__Task objective__
The response should be a precise copy of every entry.

+++ The records

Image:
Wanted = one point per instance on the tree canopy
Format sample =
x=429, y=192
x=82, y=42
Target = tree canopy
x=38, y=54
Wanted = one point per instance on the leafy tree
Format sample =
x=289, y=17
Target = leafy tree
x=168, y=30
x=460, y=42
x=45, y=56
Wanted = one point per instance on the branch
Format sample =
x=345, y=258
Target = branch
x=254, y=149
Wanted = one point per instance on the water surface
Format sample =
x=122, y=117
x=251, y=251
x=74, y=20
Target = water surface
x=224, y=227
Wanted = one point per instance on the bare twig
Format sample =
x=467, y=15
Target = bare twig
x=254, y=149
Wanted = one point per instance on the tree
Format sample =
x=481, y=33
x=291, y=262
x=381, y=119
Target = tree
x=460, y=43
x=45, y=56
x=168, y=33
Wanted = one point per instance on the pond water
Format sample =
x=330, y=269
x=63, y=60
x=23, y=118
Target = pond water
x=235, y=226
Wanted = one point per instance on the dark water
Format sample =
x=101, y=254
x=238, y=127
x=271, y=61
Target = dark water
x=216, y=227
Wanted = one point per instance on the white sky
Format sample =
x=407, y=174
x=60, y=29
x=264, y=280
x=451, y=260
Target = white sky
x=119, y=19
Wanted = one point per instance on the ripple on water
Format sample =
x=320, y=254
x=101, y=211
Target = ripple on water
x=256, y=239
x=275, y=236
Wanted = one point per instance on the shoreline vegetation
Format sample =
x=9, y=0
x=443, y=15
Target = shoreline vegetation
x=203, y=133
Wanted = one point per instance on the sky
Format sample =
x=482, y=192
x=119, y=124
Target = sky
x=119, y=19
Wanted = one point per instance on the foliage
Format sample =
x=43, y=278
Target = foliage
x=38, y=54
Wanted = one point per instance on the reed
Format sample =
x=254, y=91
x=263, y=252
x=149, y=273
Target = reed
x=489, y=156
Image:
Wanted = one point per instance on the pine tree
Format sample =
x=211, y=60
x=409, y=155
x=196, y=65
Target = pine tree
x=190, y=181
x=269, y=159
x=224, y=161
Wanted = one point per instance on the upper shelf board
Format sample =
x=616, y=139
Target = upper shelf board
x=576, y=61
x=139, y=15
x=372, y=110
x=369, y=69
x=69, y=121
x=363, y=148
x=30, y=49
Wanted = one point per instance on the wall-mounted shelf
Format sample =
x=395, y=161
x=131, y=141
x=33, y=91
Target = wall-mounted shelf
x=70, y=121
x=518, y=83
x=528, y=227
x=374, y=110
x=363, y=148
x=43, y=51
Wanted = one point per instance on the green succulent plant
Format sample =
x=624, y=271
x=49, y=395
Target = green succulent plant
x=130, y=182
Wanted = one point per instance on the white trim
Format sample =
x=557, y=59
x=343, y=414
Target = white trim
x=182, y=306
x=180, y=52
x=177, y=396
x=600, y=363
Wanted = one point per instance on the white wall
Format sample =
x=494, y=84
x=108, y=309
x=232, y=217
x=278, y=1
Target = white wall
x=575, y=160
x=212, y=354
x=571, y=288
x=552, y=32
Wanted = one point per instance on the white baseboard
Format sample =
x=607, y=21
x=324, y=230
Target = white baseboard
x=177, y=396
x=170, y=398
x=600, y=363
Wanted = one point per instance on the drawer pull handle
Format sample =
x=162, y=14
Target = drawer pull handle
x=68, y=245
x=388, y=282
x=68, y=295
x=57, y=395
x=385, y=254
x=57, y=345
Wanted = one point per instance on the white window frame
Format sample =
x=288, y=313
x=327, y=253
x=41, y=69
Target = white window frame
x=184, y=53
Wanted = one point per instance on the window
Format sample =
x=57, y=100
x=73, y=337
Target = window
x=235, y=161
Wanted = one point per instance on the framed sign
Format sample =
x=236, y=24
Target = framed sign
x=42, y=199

++++++

__Answer section__
Image:
Wanted = one point per instance on the tree canopy
Format sample =
x=429, y=192
x=82, y=42
Target = tree canopy
x=38, y=54
Wanted = one point per instance on the leafy tree
Format sample =
x=289, y=17
Target = leafy tree
x=168, y=30
x=460, y=42
x=45, y=56
Wanted = one point per instance on the branch
Format sample =
x=345, y=258
Target = branch
x=254, y=149
Wanted = one point per instance on the water surface
Format sample =
x=122, y=117
x=251, y=251
x=74, y=20
Target = water surface
x=224, y=227
Wanted = one point per instance on the bare twig
Format sample =
x=467, y=15
Target = bare twig
x=254, y=149
Wanted = one point per instance on the tree
Format sample =
x=481, y=33
x=291, y=262
x=381, y=119
Target = tree
x=460, y=43
x=45, y=56
x=168, y=33
Wanted = one point per instance on the pond water
Format sample =
x=330, y=269
x=63, y=60
x=23, y=118
Target = pond water
x=235, y=226
Wanted = one point per instance on the dark water
Format sample =
x=101, y=254
x=238, y=127
x=271, y=61
Target = dark water
x=216, y=227
Wanted = one point per instance on the white sky
Format sample =
x=407, y=174
x=60, y=29
x=264, y=280
x=451, y=260
Target = white sky
x=119, y=19
Wanted = one point per instance on the ripple on water
Format sample =
x=320, y=254
x=101, y=211
Target = ripple on water
x=256, y=239
x=275, y=236
Wanted = one point per instance on the shoreline vegetation
Format sample =
x=9, y=0
x=443, y=15
Target = shoreline vegetation
x=203, y=133
Wanted = one point per instance on the sky
Format sample =
x=482, y=192
x=119, y=124
Target = sky
x=119, y=19
Wanted = one point per instance on the foliage
Format sample =
x=43, y=278
Target = foliage
x=38, y=54
Wanted = one point per instance on the reed
Format sample =
x=254, y=91
x=263, y=252
x=149, y=273
Target = reed
x=489, y=156
Image:
Wanted = one point per instance on the pine tree
Format sample =
x=211, y=60
x=409, y=155
x=196, y=65
Target = pine tree
x=190, y=181
x=269, y=159
x=224, y=161
Wanted = one point per instance on the upper shelf board
Format sample =
x=616, y=139
Target = upper shelf board
x=576, y=61
x=139, y=15
x=372, y=110
x=369, y=69
x=69, y=121
x=363, y=148
x=30, y=49
Wanted = one point per instance on the wall-mounted shelf
Format sample =
x=395, y=161
x=131, y=141
x=33, y=91
Target = wall-mounted shelf
x=70, y=121
x=518, y=83
x=528, y=227
x=374, y=110
x=363, y=148
x=43, y=51
Wanted = one point per instance on the green succulent plant
Format sample =
x=624, y=271
x=49, y=395
Target = green succulent plant
x=130, y=182
Wanted = one point per instance on the white trim
Format sample =
x=557, y=59
x=343, y=414
Target = white trim
x=182, y=306
x=180, y=52
x=177, y=396
x=600, y=363
Wanted = one point per instance on the white wall
Format sample =
x=494, y=84
x=108, y=309
x=232, y=217
x=278, y=1
Target = white wall
x=575, y=160
x=212, y=354
x=571, y=288
x=552, y=32
Wanted = one point per instance on the white baseboard
Format sample =
x=607, y=21
x=324, y=230
Target = white baseboard
x=177, y=396
x=170, y=398
x=600, y=363
Wanted = one point per instance on the drawer pull handle
Format sample =
x=162, y=14
Target = drawer pull handle
x=68, y=245
x=388, y=282
x=68, y=295
x=57, y=395
x=385, y=254
x=57, y=345
Wanted = one point per instance on the white window frame
Format sample =
x=288, y=313
x=327, y=253
x=41, y=69
Target = white window frame
x=184, y=53
Wanted = one point per instance on the window
Format sample =
x=57, y=100
x=73, y=337
Target = window
x=235, y=161
Wanted = one point per instance on the framed sign
Format sample =
x=236, y=24
Target = framed sign
x=42, y=199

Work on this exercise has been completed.